START Records to process

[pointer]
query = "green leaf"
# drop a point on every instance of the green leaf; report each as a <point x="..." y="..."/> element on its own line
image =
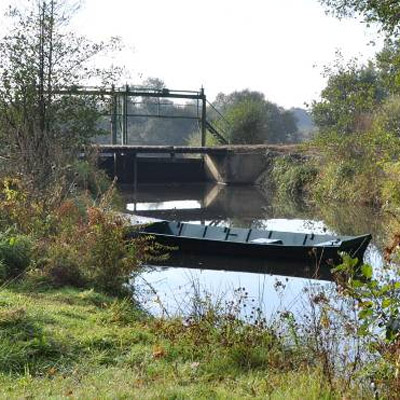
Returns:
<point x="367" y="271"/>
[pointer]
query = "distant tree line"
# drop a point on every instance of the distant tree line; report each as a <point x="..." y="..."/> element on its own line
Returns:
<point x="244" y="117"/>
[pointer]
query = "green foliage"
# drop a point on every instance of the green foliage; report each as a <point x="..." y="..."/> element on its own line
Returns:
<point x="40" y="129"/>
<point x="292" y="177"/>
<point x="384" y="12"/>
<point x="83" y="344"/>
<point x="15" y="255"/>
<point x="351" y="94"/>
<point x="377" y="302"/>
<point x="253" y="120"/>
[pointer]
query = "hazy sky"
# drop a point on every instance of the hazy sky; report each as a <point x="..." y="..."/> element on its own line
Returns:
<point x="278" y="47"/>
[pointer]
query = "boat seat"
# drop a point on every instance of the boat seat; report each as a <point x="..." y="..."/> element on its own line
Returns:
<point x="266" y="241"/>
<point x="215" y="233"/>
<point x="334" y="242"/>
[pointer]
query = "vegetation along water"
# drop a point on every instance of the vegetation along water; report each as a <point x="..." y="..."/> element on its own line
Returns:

END Records to process
START Records to process

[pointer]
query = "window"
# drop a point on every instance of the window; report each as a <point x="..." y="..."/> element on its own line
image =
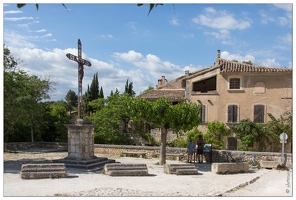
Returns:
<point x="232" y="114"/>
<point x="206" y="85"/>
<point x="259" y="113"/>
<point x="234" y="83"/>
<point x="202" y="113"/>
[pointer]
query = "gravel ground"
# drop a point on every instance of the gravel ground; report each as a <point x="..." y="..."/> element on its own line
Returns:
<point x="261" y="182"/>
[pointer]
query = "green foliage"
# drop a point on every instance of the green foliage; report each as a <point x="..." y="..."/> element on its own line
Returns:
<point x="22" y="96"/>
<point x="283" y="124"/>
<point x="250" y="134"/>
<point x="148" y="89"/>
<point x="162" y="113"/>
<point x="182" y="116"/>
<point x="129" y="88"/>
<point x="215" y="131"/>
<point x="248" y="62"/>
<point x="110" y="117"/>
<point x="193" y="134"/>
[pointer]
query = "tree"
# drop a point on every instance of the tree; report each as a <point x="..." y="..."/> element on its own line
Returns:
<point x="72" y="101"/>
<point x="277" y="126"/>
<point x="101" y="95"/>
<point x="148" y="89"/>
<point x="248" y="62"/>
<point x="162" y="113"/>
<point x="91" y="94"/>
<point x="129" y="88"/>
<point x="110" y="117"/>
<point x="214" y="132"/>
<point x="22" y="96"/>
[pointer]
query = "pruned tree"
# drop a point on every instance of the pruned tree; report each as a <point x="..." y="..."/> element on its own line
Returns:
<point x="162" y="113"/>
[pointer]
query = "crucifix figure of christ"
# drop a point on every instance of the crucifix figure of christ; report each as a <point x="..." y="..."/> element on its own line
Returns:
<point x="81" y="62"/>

END Records to process

### Task requirements
Lines containing the word "ground" are to be tallied across the entries above; give only the resulting count.

### Exercise solution
2